* _Provided passage_
- - - - -

Environmentalists want Virginia to protect creeks that run through the state's remote Eastern Shore from pesticides and other sediments that wash off plastic-covered tomato fields.

Farms that use so-called "plasticulture" should be regulated by the Department of Environmental Quality as if they were industrial polluters, speakers said at an Aug. 12 public hearing before a General Assembly task force.

The task force is studying whether current regulations adequately protect estuaries from plasticulture toxins. Of Virginia's 11,859 acres under plastic, 77 percent are on the Eastern Shore.

"Evidence abounds that the runoff from plasticulture is not typical of nonpoint-source pollution," said Bob Baldwin, representing the 800-member Citizens for a Better Eastern Shore. "Its channeling is much more like an industrial outfall."

Other speakers represented the Chesapeake Bay Foundation, the Southern Environmental Law Center, the Assateague Coastal Trust and the Virginia Shellfish Growers Association.

Members of the task force disagreed with environmentalists about the extent of the threat.

- - - - -

* _Dataset extract_
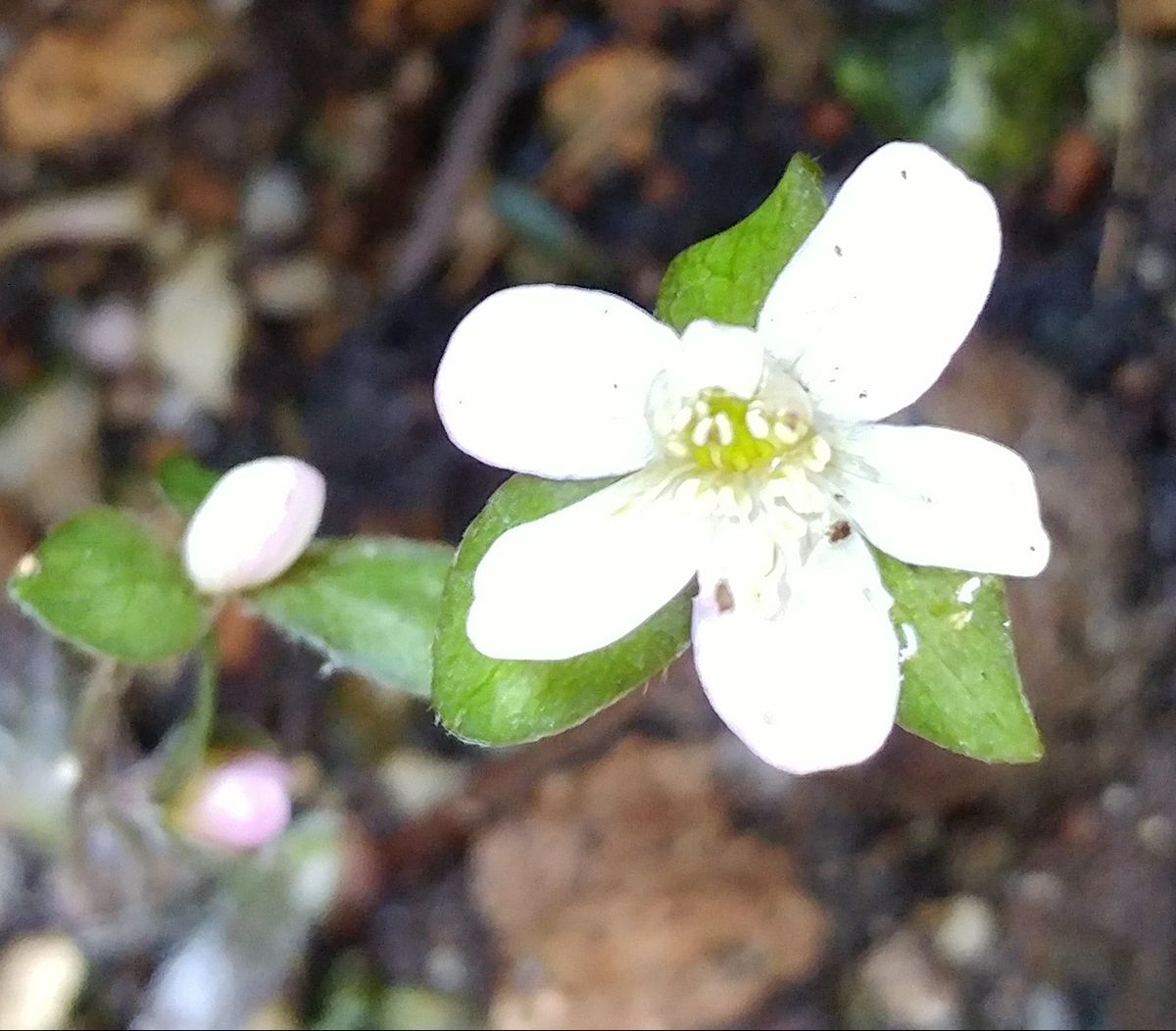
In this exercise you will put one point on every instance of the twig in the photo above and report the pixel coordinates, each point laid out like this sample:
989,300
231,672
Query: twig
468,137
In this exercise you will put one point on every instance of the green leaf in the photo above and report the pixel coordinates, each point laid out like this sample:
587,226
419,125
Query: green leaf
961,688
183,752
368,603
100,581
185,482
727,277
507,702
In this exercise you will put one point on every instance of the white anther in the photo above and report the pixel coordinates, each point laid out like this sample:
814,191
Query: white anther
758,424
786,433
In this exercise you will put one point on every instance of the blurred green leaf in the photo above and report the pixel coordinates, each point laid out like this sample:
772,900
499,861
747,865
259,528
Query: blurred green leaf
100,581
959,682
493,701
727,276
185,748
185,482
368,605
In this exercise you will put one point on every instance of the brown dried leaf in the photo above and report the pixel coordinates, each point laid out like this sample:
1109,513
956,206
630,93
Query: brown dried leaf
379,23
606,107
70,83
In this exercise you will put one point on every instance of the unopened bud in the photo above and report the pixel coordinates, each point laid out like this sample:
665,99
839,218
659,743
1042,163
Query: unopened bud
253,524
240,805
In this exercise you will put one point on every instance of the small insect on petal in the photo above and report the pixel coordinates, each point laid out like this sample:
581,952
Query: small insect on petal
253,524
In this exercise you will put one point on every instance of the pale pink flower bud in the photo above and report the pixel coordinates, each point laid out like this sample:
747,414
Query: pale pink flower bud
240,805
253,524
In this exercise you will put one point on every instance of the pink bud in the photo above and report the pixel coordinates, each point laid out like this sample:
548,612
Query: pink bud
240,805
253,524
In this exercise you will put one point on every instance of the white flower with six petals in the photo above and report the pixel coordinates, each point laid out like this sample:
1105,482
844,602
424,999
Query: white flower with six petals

- - - - -

* _Work task A_
In the article on plasticulture runoff, can you rewrite the paragraph beginning "The task force is studying" as a short list that keeps its main facts?
* _Work task B_
According to the article on plasticulture runoff, how many members does Citizens for a Better Eastern Shore have?
* _Work task C_
Carry on the article about plasticulture runoff on the Eastern Shore, starting right after its final sentence.

* _Written response A_
- The task force is studying whether current regulations adequately protect estuaries from plasticulture toxins.
- Virginia has 11,859 acres under plastic.
- 77 percent of those acres are on the Eastern Shore.

* _Written response B_
It has 800 members.

* _Written response C_
"I think we have sufficient regulations in place now to handle the problem," said Marvin Lawson of the Virginia Pesticide Control Board.

Lyn Gayle, the only tomato farmer who spoke at the meeting, said plasticulture farmers have enlarged and planted buffer strips, installed silt fencing and begun developing conservation plans to address runoff.

Steve Mallette, a task force member with the Eastern Shore Soil and Water Conservation District, said all five major tomato growers on the Eastern Shore have cooperated with his agency's investigation of the runoff.

The district is developing conservation plans for each of the tomato farms, including installing grass filter strips and redirecting stormwater into irrigation ponds. The effectiveness of such measures won't be evaluated until the next growing season, Mallette said.